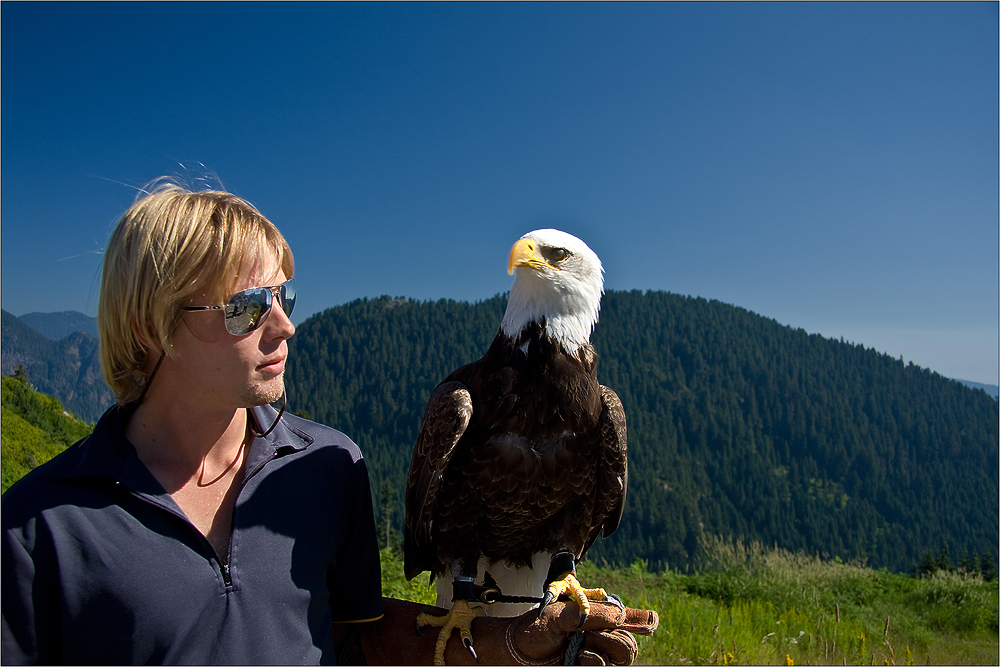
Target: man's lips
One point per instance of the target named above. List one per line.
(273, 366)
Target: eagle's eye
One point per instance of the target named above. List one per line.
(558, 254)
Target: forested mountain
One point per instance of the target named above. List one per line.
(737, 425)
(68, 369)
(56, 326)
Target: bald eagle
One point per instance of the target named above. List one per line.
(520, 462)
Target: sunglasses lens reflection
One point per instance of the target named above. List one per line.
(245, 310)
========================
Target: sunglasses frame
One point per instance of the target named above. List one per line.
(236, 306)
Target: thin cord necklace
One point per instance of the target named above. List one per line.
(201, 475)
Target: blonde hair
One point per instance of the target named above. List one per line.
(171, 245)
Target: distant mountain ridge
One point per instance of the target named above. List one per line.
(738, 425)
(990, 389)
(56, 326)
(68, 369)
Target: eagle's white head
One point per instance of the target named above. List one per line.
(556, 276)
========================
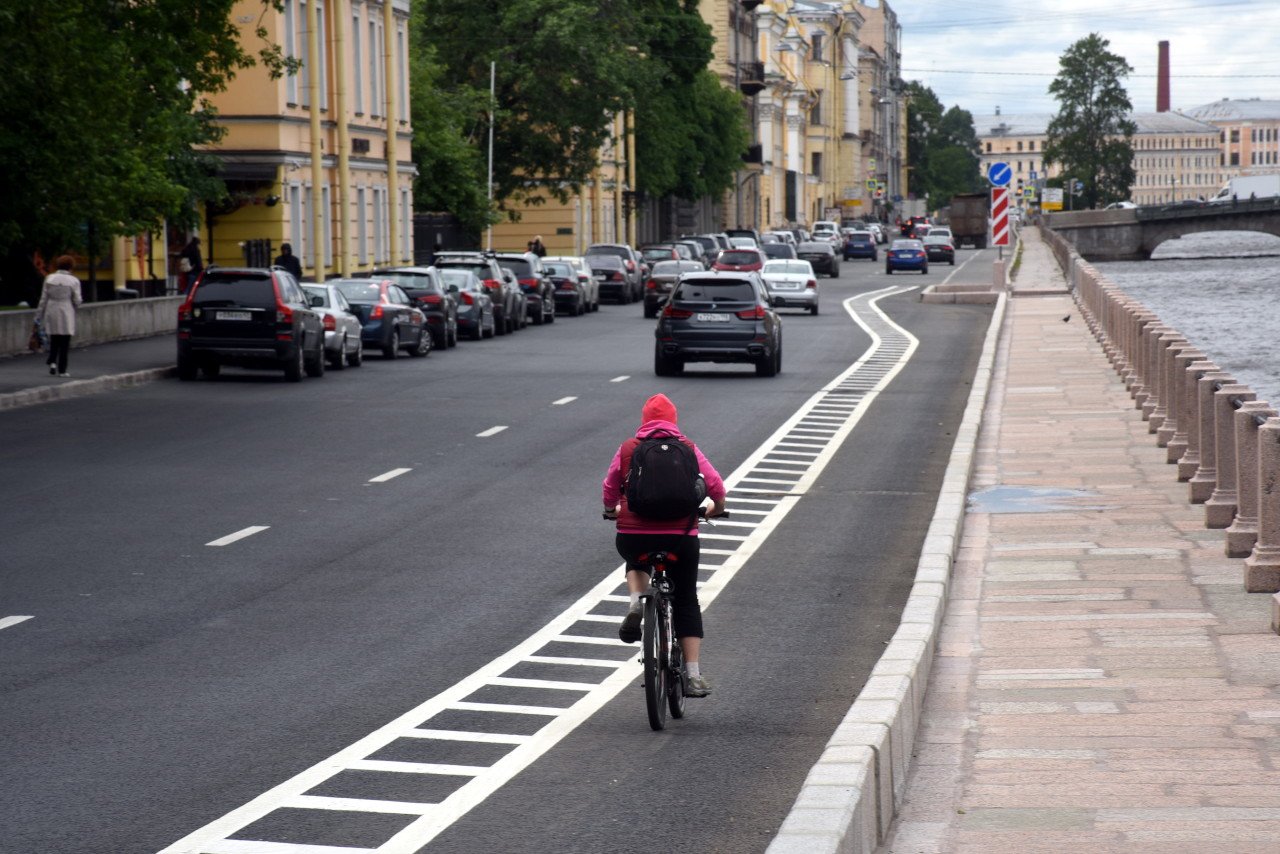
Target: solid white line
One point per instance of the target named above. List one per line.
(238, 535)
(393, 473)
========================
### PROBLEM STATEMENT:
How many lines in the rows above contain the word "white"? Reply with the number only.

### TASK RESPONSE:
2